SELECTED EXTRACT =

Yuh.

At this difficult time, it really is all very, very reassuring that the nation’s guidance is in such capable hands.

So:

Sing a song o’ tax an’ woe,
Empty pooches in a row,
The Chancellor’s collecting dough,
A’ for Maggie’s wedding.

The original of that appeared in the Bo’ness Rebels Ceilidh Song Book. Malcolm has only the edition of 1965. The punch line of that stanza was in honour of the wedding of the Princess Margaret to a society snapper. The matter of the song was that royal weddings are like Roman circuses:

  • they distract the plebs while important matters are determined by important folk.
Curiously,
  • they seem to coincide (1960, 1981 ..) with smoothing over the difficulties of a Tory government’s early years.

And — guess what we had earlier this year, right on schedule?

So, to the matters of the day

Unemployment up to 2.57 million, the highest since — well, since the Tories managed their last economic disaster in 1994.

Over a fifth of all 16-24 year olds are out-of-work or education. In Salmond’s bright new Scotland, where the rate for this age group is pushing 26%, it is even worse. On present trends, these are a generation that are not going to find any work.

Margaret Curran, yesterday, nailed it:

Shadow Scottish Secretary Margaret Curran said: “Behind these figures are thousands of tales of tragedy as bright kids leave school with no jobs, no training, no chances.

“Scotland is now in the grip of a systemic youth employment crisis and the Scottish Government has a profound responsibility to act.

“If they haven’t already got the message, these figures should act as a wake-up call.”

She added: “This research punctures the myth that the SNP has somehow been doing better.

“In fact since Labour left government, Scots have suffered the scourge of unemployment hardest.

“We need an urgent action plan for growth that actually gets results and puts a stop to another wasted generation of young Scots who have the skills, have the drive, have the grades but now don’t have the jobs or the chances.”

How unlike …

… the insouciance of Alex Salmond, only a month ago:

ALEX SALMOND claims the evidence for a plan B to avoid a double-dip recession in the UK already exists in Scotland.

The First Minister claimed that with falling unemployment, rising employment and lower economic inactivity, the country was outperforming the rest of the UK.

“The important thing isn’t to say ‘wha’s like us?’ The important thing is to look at why this is happening and what we can learn from it,” he said. “We need to ensure this is not disrupted by the negativity of politics elsewhere.”

If anyone has sympathy for Salmond, Andrew McKie does the hatchet job for The Herald:

Nor has “Plan MacB” been the triumph that Mr Salmond claims: only a fraction of a percentage point separates the unemployment figures north and south of the border. Given the greater size of the public sector in Scotland, and the fact that male unemployment is actually worse here (and that the larger percentage of women in employment are still, unjustly, much more likely to be in part-time, low-paid work), it is in fact highly debatable whether Scotland’s economic position differs greatly from other parts of the UK.

How unlike …

… the puerile complacency of David Cameron last year:

The hon. Gentleman is wrong. We are publishing the figures, and they show exactly what will happen in terms of private sector employment and public sector employment. As the previous Government accepted, there will be reductions in public sector employment, but according to the Office for Budget Responsibility, which is independent of the Government,the growth in the private sector more than makes up for that.After he has left this room, he should maybe spend some time in a peace pod, wander to the Library and have a look at the figures, where he will see the Office for Budget Responsibility showing unemployment falling every year of this Parliament.

DIRECTIONS =
#1 Return the passage of the blog post on unemployment from "The First Minister" to "rest of the UK.".
#2 Translate this sentence from the blog post on unemployment into Spanish: "The First Minister claimed that with falling unemployment, rising employment and lower economic inactivity, the country was outperforming the rest of the UK."

INFORMATION PROVIDED =

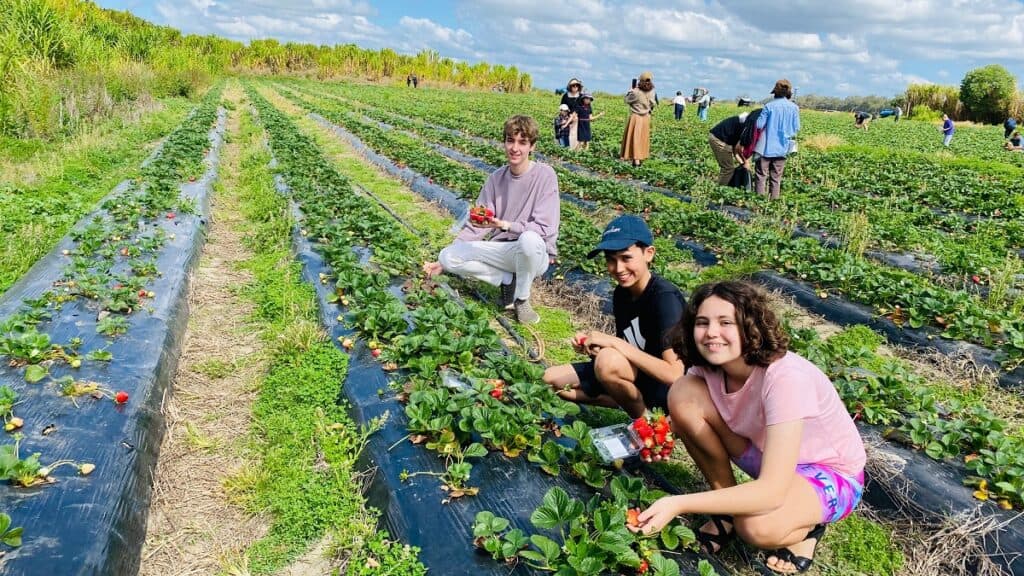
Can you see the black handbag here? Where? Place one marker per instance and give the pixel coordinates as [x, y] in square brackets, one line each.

SOLVED PROBLEMS =
#1
The First Minister claimed that with falling unemployment, rising employment and lower economic inactivity, the country was outperforming the rest of the UK.

#2 El Ministro Principal afirmó que, con la caída del desempleo, el aumento del empleo y una menor inactividad económica, el país estaba superando al resto del Reino Unido.